**SOURCE DOCUMENT:**
▼

Chapter 1. Introduction

PDF

This document provides information on planning and implementing automated takeover for SAP HANA Scale-Out System Replication deployments. SAP HANA System Replication in this solution provides continuous synchronization between two SAP HANA databases to support high availability and disaster recovery. The challenges of real implementations are typically more complex than can be covered in upfront testing. Please ensure that your environment is tested extensively.

Red Hat recommends contracting a certified consultant familiar with both SAP HANA and the Pacemaker-based RHEL High Availability Add-On to implement the setup and subsequent operation.

As SAP HANA takes on a central function as the primary database platform for SAP landscapes, requirements for stability and reliability increase dramatically. Red Hat Enterprise Linux (RHEL) for SAP Solutions meets those requirements by enhancing native SAP HANA replication and failover technology to automate the takeover process. During a failover in a SAP HANA Scale-Out System Replication deployment, a system administrator must manually instruct the application to perform a takeover to the secondary environment in case there is an issue in the primary environment.

To automate this process Red Hat provides a complete solution for managing SAP HANA Scale-Out System Replication based on the RHEL HA Add-On that is part of the RHEL for SAP Solutions subscription. This documentation provides the concepts, planning, and high-level instructions on how to set up an automated SAP HANA Scale-Out System Replication solution using RHEL for SAP Solutions. This solution has been extensively tested and is proven to work, but the challenges of a real implementation are typically more complex than what this solution can cover. Red Hat therefore recommends that a certified consultant familiar with both SAP HANA and the Pacemaker-based RHEL High Availability Add-On sets up and subsequently services such a solution.

For more information about RHEL for SAP Solutions, see Overview of Red Hat Enterprise Linux for SAP Solutions Subscription.

This solution is for experienced Linux Administrators and SAP Certified Technology Associates. The solution contains planning and deployment information for SAP HANA Scale-Out with System Replication, as well as information on Pacemaker integration with RHEL 8 or later.

Building an SAP HANA scale-out environment with HANA System Replication and Pacemaker connectivity combines several complex technologies. This document contains references to SAP Notes or documentation that explains SAP HANA configuration.

An SAP HANA system as a scale-out cluster primarily extends a growing SAP HANA landscape with new hardware easily. For this feature, essential components of the infrastructure, such as storage and network, require the use of shared resources. Based on this configuration, it is possible to extend the availability of the environment by using standby nodes, providing another level of High Availability solution before a site takeover is initiated.

The SAP HANA scale-out solution can be extended to include two or more completely independent scale-out solutions that act as additional mirrors. The system replication process mirrors databases according to the active/passive method with maximum performance. The communication takes place entirely over the network. Additional infrastructure components are not needed.

Pacemaker automates the system replication process when critical components fail. For this purpose, data from the scale-out environment as well as from the system replication process are evaluated to ensure continued operation. The cluster manages the primary IP address that the client uses to connect to the database. This ensures that in the event of the cluster triggering a database takeover, the clients can still connect to the active instance.

▲

**RECORDS FOR THIS TASK:**

▼

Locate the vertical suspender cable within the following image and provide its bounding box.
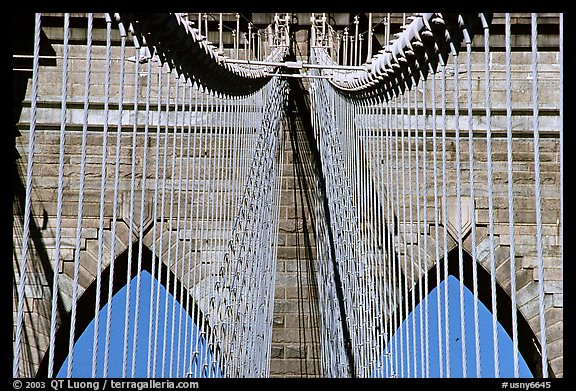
[146,57,162,377]
[558,13,564,316]
[480,14,500,377]
[67,14,93,377]
[430,65,444,377]
[131,50,152,377]
[413,83,427,377]
[451,43,468,377]
[102,24,126,377]
[122,42,140,377]
[438,58,450,377]
[402,84,417,377]
[158,67,172,377]
[12,13,40,377]
[162,71,180,377]
[91,14,112,377]
[181,79,194,377]
[169,76,186,377]
[420,77,430,377]
[531,13,548,377]
[463,23,481,377]
[48,13,70,377]
[504,13,520,377]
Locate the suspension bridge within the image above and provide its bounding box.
[11,13,563,378]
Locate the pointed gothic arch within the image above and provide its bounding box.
[36,241,220,377]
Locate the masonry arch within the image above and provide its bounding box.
[388,245,555,377]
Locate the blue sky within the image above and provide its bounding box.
[375,275,532,378]
[57,271,532,378]
[57,271,220,378]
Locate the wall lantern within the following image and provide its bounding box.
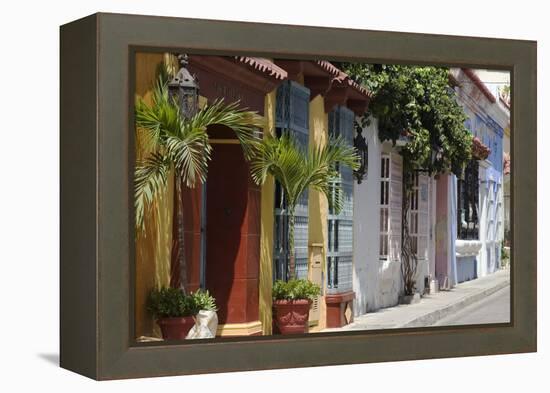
[353,126,369,184]
[168,55,203,119]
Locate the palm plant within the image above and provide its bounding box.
[134,72,261,287]
[251,132,359,279]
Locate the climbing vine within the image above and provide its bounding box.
[340,63,472,295]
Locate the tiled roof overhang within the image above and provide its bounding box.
[462,68,497,103]
[235,56,288,80]
[275,60,371,116]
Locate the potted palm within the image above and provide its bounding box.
[134,65,262,292]
[251,132,359,334]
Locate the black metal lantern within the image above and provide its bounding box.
[168,55,203,119]
[353,125,369,184]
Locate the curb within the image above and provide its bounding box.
[402,279,510,328]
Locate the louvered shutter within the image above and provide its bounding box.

▲

**DIRECTION 1:** Present the listing as a Markdown table with the columns "No." and "Line", starting at its first line and ending at the line containing "[275,60,371,116]". Number each row, skip blank lines, and leave out the pictures.
**DIRECTION 2:** Extend the SAP HANA introduction, beginning right after its final sentence.
The SAP HANA introduction and the listing are independent of each other.

**REPLY 1:**
| No. | Line |
|---|---|
| 1 | Locate the vertical suspender cable within the following image and provide its bounding box. |
| 2 | [146,57,162,377] |
| 3 | [558,13,564,316] |
| 4 | [480,14,500,377] |
| 5 | [67,14,93,377] |
| 6 | [430,65,444,377] |
| 7 | [131,50,152,377] |
| 8 | [413,83,427,377] |
| 9 | [451,43,468,377] |
| 10 | [102,24,126,377] |
| 11 | [122,42,140,377] |
| 12 | [438,58,450,377] |
| 13 | [402,84,417,377] |
| 14 | [158,67,172,377] |
| 15 | [12,13,40,377] |
| 16 | [162,71,180,377] |
| 17 | [91,14,112,377] |
| 18 | [181,79,194,377] |
| 19 | [169,76,186,377] |
| 20 | [420,77,430,377] |
| 21 | [531,13,548,377] |
| 22 | [463,23,481,377] |
| 23 | [48,13,70,377] |
| 24 | [504,13,520,377] |
| 25 | Locate the suspension bridge within the image above and provide its bounding box. |
| 26 | [11,13,563,378] |
| 27 | Locate the pointed gothic arch within the image above and provide its bounding box. |
| 28 | [36,241,220,377] |
| 29 | Locate the masonry arch within the image above and provide its bounding box. |
| 30 | [388,245,555,377] |
| 31 | Locate the blue sky within the image above and provide its bounding box. |
| 32 | [375,275,532,378] |
| 33 | [57,271,532,378] |
| 34 | [57,271,220,378] |
| 35 | Locate the wall lantern within the following image and provide its bounding box. |
| 36 | [353,126,369,184] |
| 37 | [168,55,203,119] |
| 38 | Locate the palm plant within the image above and provide its bounding box. |
| 39 | [134,72,261,287] |
| 40 | [251,132,359,279] |
| 41 | Locate the climbing vine within the image above and provide its bounding box. |
| 42 | [340,63,472,295] |
| 43 | Locate the tiled roof overhang within the image above and provide its bounding box. |
| 44 | [462,68,497,103] |
| 45 | [235,56,288,80] |
| 46 | [275,60,371,116] |

**REPLY 2:**
1.1. Supporting responsibilities

For SAP HANA appliance setups, SAP, hardware partners /cloud providers support the following:

Supported hardware and environments
SAP HANA
Storage configuration
SAP HANA Scale-Out configuration (SAP cluster setup)
SAP HANA System Replication (SAP cluster setup)

Red Hat supports the following:

Basic OS configuration for running SAP HANA on RHEL, based on SAP guidelines
RHEL HA Add-On
Red Hat HA solutions for SAP HANA Scale-Out System Replication

For more information, see SAP HANA Master Guide - Operating SAP HANA - SAP HANA Appliance - Roles and Responsibilities. For TDI setups, take a look at SAP HANA Master Guide - Operating SAP HANA - SAP HANA Tailored Data Center Intergration.

1.2. SAP HANA Scale-Out

The process of scaling SAP HANA is very dynamic. During the initial setup of a server instance of a scale-up SAP HANA database, the system can be extended by additional CPUs and memory. If this expansion level is no longer sufficient, SAP extends the environment to a scale-out environment. With a properly prepared infrastructure, additional server instances can be added to the database.

Note

To “scale-out”, add SAP HANA database 1-n server to an existing single node database. Currently, all nodes have to be the same size in terms of CPU and RAM. The configuration of all replicated database sites has to be the same. So you have to upgrade the number of HANA nodes first on all sites before you resync the database.

The prerequisite is shared storage and a corresponding network connection for all nodes. The shared storage is used to exchange data and to use standby nodes, which can take over the functionality of existing nodes in the event of a failure.

Figure 1: Overview scale-up and scale-out systems

text

Master nameserver

A HANA Scale-Out environment has a master configuration that defines a running master instance on one of the nodes. These master instances are the primary contact for the application server. Up to three master roles can be defined for a scale-out high-availability configuration. The master roles are switched automatically if a failure occurs. This master configuration is compatible with the standby host configuration, in which a failed host can take over the tasks of a failed master node.

Figure 2: Scale-out functionality of the used storage

text

1.3. Scale-Out storage configuration

Scale-out storage configuration allows SAP HANA to be flexible in the scale-out environment and to dynamically move the functionality of the nodes in the event of a failure. Since the data is made available to all nodes, the SAP instances only have to be ready to take over the process of the failed components.

There are two different shared storage scenarios for SAP HANA scale-out environments:

The first scenario is shared file systems, which offer a file system of all directories over NFS or IBM’s GPFS. In this scenario, the data is available on all nodes, all the time.
The second scenario is non-shared storage, which is used to exclusively integrate the required data when needed. All data is managed over the SAP HANA storage connector API, and it removes access from nodes using the appropriate mechanisms, for example, SCSI 3 reservations.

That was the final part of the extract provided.